Items from a data source =>

☆ ☆ ☆

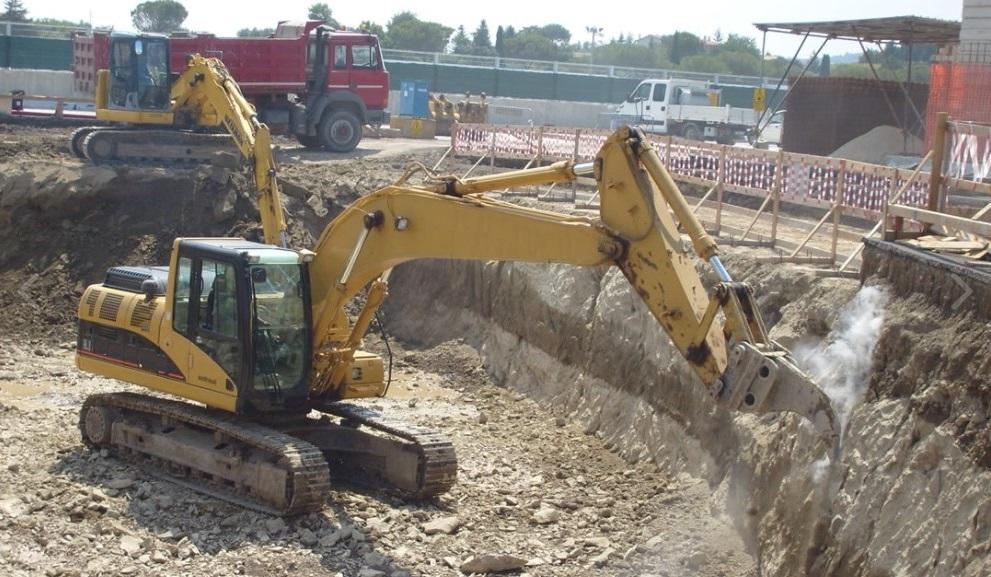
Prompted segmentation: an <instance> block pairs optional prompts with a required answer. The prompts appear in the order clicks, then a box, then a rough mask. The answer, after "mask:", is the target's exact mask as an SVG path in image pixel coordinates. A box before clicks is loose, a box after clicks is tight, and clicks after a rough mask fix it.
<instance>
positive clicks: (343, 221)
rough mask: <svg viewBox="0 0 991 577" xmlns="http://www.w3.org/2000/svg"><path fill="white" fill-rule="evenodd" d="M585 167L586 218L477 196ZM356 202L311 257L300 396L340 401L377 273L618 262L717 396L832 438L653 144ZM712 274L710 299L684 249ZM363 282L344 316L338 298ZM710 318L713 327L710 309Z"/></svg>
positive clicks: (368, 309)
mask: <svg viewBox="0 0 991 577" xmlns="http://www.w3.org/2000/svg"><path fill="white" fill-rule="evenodd" d="M583 175H594V177H595V179H596V181H597V182H598V187H599V196H600V198H601V210H600V215H599V218H597V219H593V218H586V217H581V216H568V215H562V214H557V213H553V212H546V211H541V210H535V209H532V208H526V207H521V206H518V205H513V204H509V203H504V202H500V201H497V200H493V199H490V198H487V197H485V196H483V195H482V194H480V193H484V192H486V191H492V190H500V189H505V188H507V187H511V186H523V185H529V184H547V183H552V182H567V181H571V180H574V179H576V178H578V177H579V176H583ZM409 176H410V174H409V173H408V174H407V175H406V176H404V178H403V179H401V180H400V181H399V182H397V183H396V184H395V185H392V186H389V187H386V188H384V189H382V190H379V191H377V192H375V193H372V194H370V195H368V196H365V197H363V198H362V199H360V200H358V201H357V202H355V203H354V204H352V205H351V206H349V207H348V208H347V209H346V210H345V211H344V212H343V213H342V214H341V215H339V216H338V217H337V218H336V219H334V221H333V222H331V224H330V225H328V227H327V228H326V229H325V230H324V232H323V235H322V236H321V238H320V241H319V243H318V244H317V247H316V256H315V258H314V259H313V261H312V263H311V265H310V279H311V280H310V283H311V291H312V295H313V307H314V309H313V310H314V316H313V318H314V341H315V342H314V351H315V353H314V354H315V359H314V377H313V384H312V390H311V395H312V396H315V397H320V396H330V397H334V396H339V395H340V391H341V388H342V387H343V386H344V382H345V377H346V376H347V375H348V370H349V369H350V366H351V362H352V359H353V355H354V353H355V352H356V350H357V347H358V346H359V344H360V341H361V338H362V336H363V335H364V334H365V331H366V330H367V329H368V325H369V323H370V322H371V317H372V314H373V313H374V310H375V308H376V307H378V305H379V304H380V303H381V301H382V299H383V298H384V297H385V295H386V292H387V278H388V271H389V270H390V269H391V268H392V267H393V266H395V265H397V264H400V263H403V262H406V261H410V260H414V259H420V258H451V259H468V260H517V261H530V262H560V263H570V264H574V265H581V266H600V265H602V266H608V265H615V266H618V267H619V268H620V269H621V270H622V271H623V274H624V275H625V276H626V278H627V279H628V280H629V282H630V284H631V285H632V286H633V289H634V290H635V291H636V292H637V294H639V295H640V297H641V298H642V299H643V300H644V302H645V303H646V305H647V306H648V308H649V309H650V311H651V313H652V314H653V315H654V317H655V318H656V319H657V321H658V322H659V323H660V324H661V326H662V327H663V328H664V330H665V331H666V332H667V334H668V335H669V336H670V337H671V339H672V341H673V342H674V344H675V345H676V346H677V348H678V350H679V351H680V352H681V354H682V355H684V356H685V358H686V359H687V360H688V361H689V363H690V364H691V366H692V368H693V369H694V370H695V372H696V373H697V374H698V375H699V377H700V379H701V381H702V382H703V383H704V385H705V386H706V387H707V388H708V390H709V392H710V393H711V395H712V396H713V398H714V399H716V401H717V402H718V403H719V404H720V405H723V406H726V407H728V408H730V409H738V410H743V411H749V412H756V413H767V412H779V411H792V412H796V413H798V414H800V415H803V416H804V417H806V418H807V419H808V420H810V421H811V422H812V423H813V425H814V426H815V427H816V429H817V430H818V431H820V432H821V433H823V434H824V435H826V436H828V437H830V438H831V439H835V436H836V434H837V429H836V421H835V416H834V414H833V411H832V408H831V406H830V403H829V400H828V398H827V397H826V396H825V395H824V394H823V392H822V391H821V390H820V389H819V388H818V387H817V386H816V385H815V383H813V382H812V381H811V379H810V378H809V377H808V376H806V375H805V374H804V373H803V372H802V371H801V370H800V369H799V368H798V367H797V366H796V365H795V363H794V361H793V360H792V359H791V357H790V355H789V353H788V351H786V350H785V349H783V348H782V347H780V346H779V345H778V344H777V343H775V342H774V341H772V340H771V339H769V338H768V336H767V333H766V330H765V328H764V324H763V321H762V320H761V318H760V312H759V310H758V308H757V306H756V303H755V302H754V300H753V297H752V295H751V291H750V289H749V287H748V286H747V285H745V284H743V283H737V282H734V281H733V280H732V279H731V278H730V276H729V274H728V273H727V272H726V270H725V268H724V267H723V265H722V263H721V262H720V260H719V257H718V250H717V247H716V243H715V242H714V241H713V239H712V238H711V237H709V235H708V234H706V232H705V230H704V228H703V227H702V225H701V223H699V221H698V220H697V219H696V218H695V216H694V214H693V213H692V211H691V209H690V208H689V206H688V203H687V202H686V200H685V198H684V197H683V196H682V195H681V192H680V191H679V190H678V187H677V185H675V183H674V181H673V179H672V178H671V176H670V174H669V173H668V172H667V170H666V169H665V168H664V166H663V165H662V163H661V162H660V159H659V158H658V156H657V154H656V152H655V151H654V150H653V149H652V148H651V147H650V145H649V143H648V142H647V140H646V139H645V138H643V136H642V135H641V133H640V132H639V131H636V130H632V129H628V128H623V129H620V130H619V131H617V132H616V133H615V134H613V135H612V136H611V137H610V138H609V139H608V140H607V142H606V143H605V144H604V145H603V147H602V149H601V150H600V151H599V154H598V156H597V157H596V159H595V162H594V163H588V164H577V165H576V164H574V163H571V162H559V163H556V164H553V165H550V166H547V167H542V168H536V169H528V170H519V171H514V172H508V173H503V174H499V175H492V176H484V177H479V178H474V179H470V180H461V179H458V178H456V177H434V178H433V179H432V180H428V181H427V183H426V184H424V185H420V186H413V185H410V184H407V180H408V177H409ZM679 225H680V226H681V228H682V229H683V230H684V231H685V232H686V233H687V235H688V237H689V238H690V239H691V245H692V248H693V249H694V252H695V254H696V255H697V256H698V257H700V258H702V259H703V260H705V261H707V262H708V263H709V264H710V265H711V266H712V267H713V269H714V270H715V271H716V273H717V275H718V276H719V278H720V282H719V283H718V284H717V285H716V286H715V287H714V289H713V290H712V292H711V294H710V293H709V292H707V291H706V290H705V288H704V287H703V286H702V282H701V279H700V278H699V275H698V273H697V272H696V270H695V265H694V257H693V256H692V252H693V251H692V250H691V249H688V248H686V247H685V246H684V243H683V242H682V237H681V233H680V232H679V229H678V226H679ZM366 286H367V287H368V297H367V300H366V304H365V307H364V309H363V310H362V312H361V313H360V314H359V315H358V316H357V318H356V319H355V321H354V322H353V323H352V322H351V321H350V320H349V319H348V317H347V315H346V314H345V313H344V305H345V304H346V303H347V302H348V301H350V300H351V299H352V298H353V297H355V296H356V295H357V294H358V293H359V292H360V291H361V290H363V289H364V288H365V287H366ZM720 315H721V317H722V322H721V323H720V322H718V317H720Z"/></svg>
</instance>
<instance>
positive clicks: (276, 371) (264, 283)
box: [249, 263, 309, 397]
mask: <svg viewBox="0 0 991 577" xmlns="http://www.w3.org/2000/svg"><path fill="white" fill-rule="evenodd" d="M249 273H250V278H251V288H252V290H251V293H252V314H253V316H254V319H253V323H252V324H253V338H254V349H255V358H254V375H253V377H254V379H253V384H252V386H253V387H254V389H255V390H256V391H257V392H260V393H267V394H269V395H273V396H276V397H278V396H279V395H281V394H282V393H285V392H288V391H290V390H293V389H295V388H296V387H298V386H305V383H303V382H302V381H303V379H304V377H305V375H306V363H307V362H308V360H309V359H307V354H308V353H307V351H308V350H309V347H308V346H307V345H308V343H307V338H308V330H307V326H306V311H305V302H304V300H303V287H302V284H301V269H300V266H299V265H298V264H295V263H293V264H256V265H252V266H251V267H250V269H249Z"/></svg>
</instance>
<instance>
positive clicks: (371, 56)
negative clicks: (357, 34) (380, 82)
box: [351, 44, 379, 69]
mask: <svg viewBox="0 0 991 577" xmlns="http://www.w3.org/2000/svg"><path fill="white" fill-rule="evenodd" d="M351 67H352V68H367V69H377V68H378V67H379V59H378V50H376V48H375V46H372V45H370V44H355V45H352V46H351Z"/></svg>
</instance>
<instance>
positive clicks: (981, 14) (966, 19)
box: [926, 0, 991, 145]
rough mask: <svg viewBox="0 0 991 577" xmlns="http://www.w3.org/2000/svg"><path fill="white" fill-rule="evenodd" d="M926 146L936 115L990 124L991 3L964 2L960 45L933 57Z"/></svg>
mask: <svg viewBox="0 0 991 577" xmlns="http://www.w3.org/2000/svg"><path fill="white" fill-rule="evenodd" d="M929 82H930V84H929V107H928V113H927V122H926V124H927V128H928V130H926V143H927V145H931V144H932V135H933V127H934V126H935V122H936V114H937V113H939V112H947V113H949V115H950V118H952V119H954V120H961V121H971V122H980V123H985V124H991V96H989V95H991V0H963V20H962V22H961V26H960V42H959V43H958V44H954V45H950V46H947V47H946V48H944V49H943V50H940V52H939V54H937V55H936V56H934V57H933V62H932V74H931V76H930V81H929Z"/></svg>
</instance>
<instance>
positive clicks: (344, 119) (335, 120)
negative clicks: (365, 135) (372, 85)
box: [318, 110, 361, 152]
mask: <svg viewBox="0 0 991 577" xmlns="http://www.w3.org/2000/svg"><path fill="white" fill-rule="evenodd" d="M318 132H319V134H320V141H321V142H322V143H323V145H324V146H326V147H327V148H328V149H329V150H330V151H331V152H351V151H352V150H354V148H355V147H356V146H358V142H359V141H361V122H359V121H358V117H357V116H355V115H354V114H352V113H351V111H349V110H335V111H334V112H331V113H330V114H328V115H326V116H324V117H323V120H321V121H320V126H319V130H318Z"/></svg>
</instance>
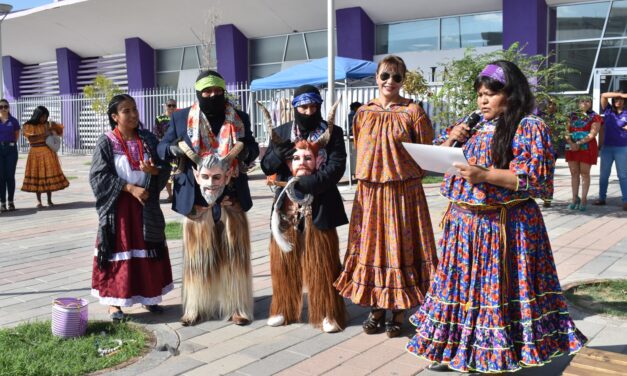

☆ ☆ ☆

YOUR OBJECTIVE =>
Search the records for the string "negative" and report each line that has it.

OUTPUT =>
negative clicks: (357, 34) (380, 82)
negative clicks: (365, 135) (372, 85)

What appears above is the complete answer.